◆ TO DO:
**a.** In the Byrd Center text, what funds the paid high school internships?
**b.** Continue the Byrd Center text on internships and projects, starting right after its final sentence.

◆ SUPPLIED TEXT:
++++++++

Byrd Center High School Interns

Our high school internship program is a partnership with University Libraries and places high school students in Byrd Center offices and laboratories during summer. Internships are paid and funded through donations to the Byrd Center Education and Outreach Fund. 


Monitoring OSU's Urban Heat Island to Maximize Campus Sustainability

Campus Mesonet with Real-Time Weather Feeds

Funding: The Ohio State University Sustainability Grant

The Ohio State University (Ohio State)'s sustainability goals include conservation of critical resources, minimization of our institution’s impact on the environment and promotion of human and ecosystem health. This project will contribute to the achievement of these goals by establishing a campus-wide network of environmental sensors and applying the data gathered from these stations to the following 2 issues directly related to sustainability:

  1. The magnitude of Ohio State’s urban heat island effect
  2. Optimization of water use for irrigation through the use of local, measurement-based estimation of daily reference evapotranspiration and total precipitation.

The network infrastructure that is installed will be scalable to allow expansion with additional sensors to measure more factors like air quality, thus serving as a springboard for the campus community to investigate other facets of sustainability.


Dust: Jumpstarting Life on Earth's Coldest, Driest Continent

Funding: National Science Foundation

This gallery exhibit follows researchers on their journey to understand dust's influence on when and where microbial life occurs in Antarctica, spanning scales from the width of a hair to an entire continent. The exhibit will circulate to two universities in 2024 and 2025.

++++++++

Source data:

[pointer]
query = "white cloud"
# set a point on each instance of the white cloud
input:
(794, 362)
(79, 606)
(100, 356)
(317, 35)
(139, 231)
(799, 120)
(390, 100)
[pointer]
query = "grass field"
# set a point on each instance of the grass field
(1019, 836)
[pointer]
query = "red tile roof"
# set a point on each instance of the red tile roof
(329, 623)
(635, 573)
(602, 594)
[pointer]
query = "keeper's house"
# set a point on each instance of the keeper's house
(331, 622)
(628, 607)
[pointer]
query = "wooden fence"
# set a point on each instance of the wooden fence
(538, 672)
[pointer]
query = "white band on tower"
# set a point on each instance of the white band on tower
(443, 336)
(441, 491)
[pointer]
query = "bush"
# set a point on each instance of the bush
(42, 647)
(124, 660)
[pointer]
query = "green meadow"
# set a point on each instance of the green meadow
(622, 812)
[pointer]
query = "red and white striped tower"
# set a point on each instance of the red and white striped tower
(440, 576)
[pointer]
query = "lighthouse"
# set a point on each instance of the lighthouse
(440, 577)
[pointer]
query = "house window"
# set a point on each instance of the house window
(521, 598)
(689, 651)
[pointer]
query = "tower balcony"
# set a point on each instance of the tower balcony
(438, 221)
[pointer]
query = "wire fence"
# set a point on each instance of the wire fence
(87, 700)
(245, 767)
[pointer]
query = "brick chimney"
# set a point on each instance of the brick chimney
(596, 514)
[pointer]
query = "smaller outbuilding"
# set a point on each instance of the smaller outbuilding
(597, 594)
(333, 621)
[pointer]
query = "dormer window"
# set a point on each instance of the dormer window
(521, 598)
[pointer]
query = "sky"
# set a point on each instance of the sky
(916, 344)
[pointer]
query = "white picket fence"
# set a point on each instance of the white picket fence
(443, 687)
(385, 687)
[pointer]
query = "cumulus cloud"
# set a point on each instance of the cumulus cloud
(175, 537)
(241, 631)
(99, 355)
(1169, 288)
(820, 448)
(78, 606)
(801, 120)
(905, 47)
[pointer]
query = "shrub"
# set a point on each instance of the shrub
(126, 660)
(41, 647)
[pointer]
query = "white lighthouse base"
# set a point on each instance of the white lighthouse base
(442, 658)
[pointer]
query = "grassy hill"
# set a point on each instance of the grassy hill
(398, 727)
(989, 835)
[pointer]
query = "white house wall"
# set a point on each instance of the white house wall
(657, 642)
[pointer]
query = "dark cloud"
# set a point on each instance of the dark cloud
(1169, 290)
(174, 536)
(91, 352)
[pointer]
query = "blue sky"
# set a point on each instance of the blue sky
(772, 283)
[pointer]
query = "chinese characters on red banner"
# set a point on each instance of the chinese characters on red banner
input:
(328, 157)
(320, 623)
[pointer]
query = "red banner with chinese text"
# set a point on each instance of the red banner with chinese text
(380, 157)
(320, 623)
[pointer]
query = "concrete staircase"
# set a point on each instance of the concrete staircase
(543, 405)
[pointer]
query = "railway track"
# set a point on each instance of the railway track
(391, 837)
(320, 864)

++++++++

◆ EXERCISE ANSWERS:
**a.** Donations to the Byrd Center Education and Outreach Fund.

**b.**
Integrating Subsurface Hazards due to Sea Level Rise in the Design of Adaptation Pathways for Coastal Communities 

Funding: National Science Foundation

In this pilot-scale project, the team will focus on a specific subsurface asset category, such as stormwater and sewer systems and pilot new workflows for at least two distinct test-bed communities in the Boston area (Cape Ann to Plymouth), which encompasses the densely urbanized shoreline of Boston Harbor and a diverse set of ex-urban communities. Anticipated deliverables include: (1) pilot hazard, exposure, vulnerability, and impact (or risk) maps; (2) a clearer picture of challenges to upscaling or transferring the workflow to other asset categories and communities; and (3) a workshop where the team will use prototype risk maps to engage community leaders in adaptation planning conversations to mitigate the impacts of sea level rise on their coastal communities.


Training Future Climate-Ready Workforce to Manage the Societal and Environmental Impacts of Climate Change in the Great Lakes

Funding: National Oceanic and Atmospheric Administration

This collaborative program will train a climate-ready workforce to address climate threats and link coastal service providers, private sector, industries, and scientific and educational institutions.


 

Past Projects

 

Climathon

Climathon is an undergraduate event where students work over a weekend to create a solution to a climate resilience challenge. Challenges are sought from researchers, local non-profits, and government agencies. Mentors provide guidance and support during the weekend, and prizes are awarded through a round of judging. This event is funded by a donation to the Byrd Center Education and Outreach Fund.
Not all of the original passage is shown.